Blocco di testo »
##########

Comunicato di Massa Critica di Napoli sulla situazione finanziaria della città di Napoli dopo la recente sentenza della Corte Costituzionale
Save the #city
Ci risiamo, ancora una volta viene agitato lo spettro del dissesto finanziario per invocare il commissariamento del Comune di #Napoli e quindi giustificare la svendita della città.
Dopo le sorprese sul disavanzo del 2011 ereditate da 15 anni di PD-DS, l’adesione al pre-dissesto nel 2013, le continue crisi di blocco della cassa per la questione #CR8 del 2016/2017, dopo la sanzione della Corte dei Conti comminata nel 2018 per aver sforato il patto di stabilità nel 2015, siamo nuovamente sull’orlo del baratro poiché due leggi dello Stato, Governo Renzi 2015 e Governo Gentiloni 2017, in materia di utilizzo delle anticipazioni di liquidità per gli Enti Locali, sono state considerate incostituzionali.
La Consulta (n°4 del 2020) dichiara l’illegittimità costituzionale di un articolo del decreto-legge n. 78 (2015) e di un articolo della legge finanziaria dicembre 2017.
Significa che il Comune di Napoli e poco meno di 200 altri Comuni, di cui 150 al #Sud ma anche Orvieto e Savona, per coprire il disavanzo e avere maggiore capacità di spesa per i servizi hanno usato i prestiti sulla base di leggi dello Stato poi dichiarati incostituzionali.
Ma c’è di più, si legge nel testo dell’Alta Corte qualche rigo prima della decisione: l’equilibrio dei conti è un presupposto della sana gestione finanziaria, del buon andamento e della corretta e ponderata programmazione delle politiche pubbliche (artt. 81 e 97 Cost.).
Eccolo lì, ancora l’articolo 81, quello del pareggio di #bilancio; tutte le azioni locali finanziarie, tutti gli sforzi degli Enti Locali devono essere rivolti al pareggio di bilancio.
Viene persino negata l’attivabilità del fondo perequativo previsto dall’art. 119 Cost. per le comunità meno abbienti.
Questo fondo è uno dei pochi presidi di solidarietà territoriale ancora rimasti nel Titolo V, dopo la riforma nel 2001.
Eppure, la Corte ne dà un’interpretazione perversa, che nega l’aiuto puntando il dito sulla cattiva gestione, laddove la Costituzione impone come unico e giusto criterio la condizione di povertà del territorio. Come se si trattasse di distribuire premi ai sindaci, invece che di soccorrere una “comunità meno abbiente”, gravata da uno svantaggio strutturale sin dai primi decenni dell’Unità.

##########

Cosa fare » Riscrivi il passo del comunicato compreso tra "Significa che il" e "poi dichiarati incostituzionali.", estremi inclusi, cambiando "prestiti" in "finanziamenti".

Dati forniti »
##########

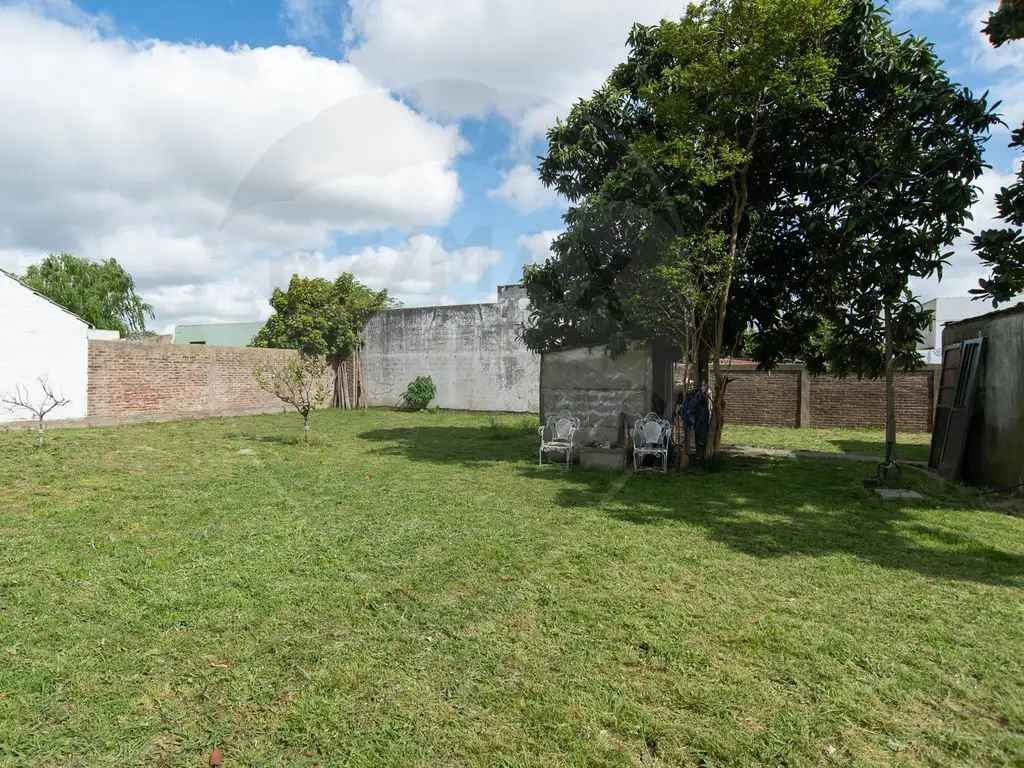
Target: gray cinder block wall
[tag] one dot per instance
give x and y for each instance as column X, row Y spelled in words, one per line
column 471, row 352
column 994, row 455
column 597, row 388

##########

Soluzione »
Significa che il Comune di Napoli e poco meno di 200 altri Comuni, di cui 150 al #Sud ma anche Orvieto e Savona, per coprire il disavanzo e avere maggiore capacità di spesa per i servizi hanno usato i finanziamenti sulla base di leggi dello Stato poi dichiarati incostituzionali.